_WORKING DATA_:
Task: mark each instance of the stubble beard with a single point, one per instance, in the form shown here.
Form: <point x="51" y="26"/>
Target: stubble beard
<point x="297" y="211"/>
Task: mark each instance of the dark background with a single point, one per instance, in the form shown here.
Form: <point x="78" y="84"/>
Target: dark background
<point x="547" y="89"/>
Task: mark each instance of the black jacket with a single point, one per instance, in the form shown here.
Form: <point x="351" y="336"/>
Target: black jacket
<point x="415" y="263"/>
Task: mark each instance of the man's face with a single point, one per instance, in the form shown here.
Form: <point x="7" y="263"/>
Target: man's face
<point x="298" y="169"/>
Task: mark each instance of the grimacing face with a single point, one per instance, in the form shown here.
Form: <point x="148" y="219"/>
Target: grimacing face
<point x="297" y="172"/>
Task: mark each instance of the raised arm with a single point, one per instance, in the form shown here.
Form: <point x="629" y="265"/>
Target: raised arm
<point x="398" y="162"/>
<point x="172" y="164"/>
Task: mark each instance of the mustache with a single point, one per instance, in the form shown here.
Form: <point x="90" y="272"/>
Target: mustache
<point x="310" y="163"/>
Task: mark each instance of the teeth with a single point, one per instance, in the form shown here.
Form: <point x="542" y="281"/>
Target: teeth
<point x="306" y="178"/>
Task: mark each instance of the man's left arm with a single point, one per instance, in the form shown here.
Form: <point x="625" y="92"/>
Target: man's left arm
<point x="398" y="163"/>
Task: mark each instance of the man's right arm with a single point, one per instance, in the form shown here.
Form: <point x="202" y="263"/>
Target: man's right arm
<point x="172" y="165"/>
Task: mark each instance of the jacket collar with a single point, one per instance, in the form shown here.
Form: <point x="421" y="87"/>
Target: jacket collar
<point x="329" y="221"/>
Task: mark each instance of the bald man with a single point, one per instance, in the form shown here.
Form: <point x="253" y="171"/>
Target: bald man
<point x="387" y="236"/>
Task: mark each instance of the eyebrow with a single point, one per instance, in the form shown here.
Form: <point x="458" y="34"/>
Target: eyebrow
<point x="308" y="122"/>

_INSTRUCTIONS TO FOLLOW_:
Convert the lines from the one holding "Task: mark each instance of the jacket" through the end of the material, both included, into a Markdown table with the columns Number and Entry, leaving out any blank lines.

_RESPONSE_:
| Number | Entry |
|---|---|
| 1 | Task: mark each instance of the jacket collar with a single point, one per instance, in the form shown here. |
| 2 | Form: <point x="421" y="87"/> |
| 3 | Target: jacket collar |
| 4 | <point x="329" y="221"/> |
| 5 | Task: mark each instance of the bald man with a single point, one per instance, in the form shown here. |
| 6 | Form: <point x="253" y="171"/> |
| 7 | Target: bald man |
| 8 | <point x="387" y="236"/> |
| 9 | Task: mark each instance of the eyebrow with a single point, one per instance, in the form shown here. |
| 10 | Form: <point x="458" y="34"/> |
| 11 | Target: eyebrow |
| 12 | <point x="308" y="122"/> |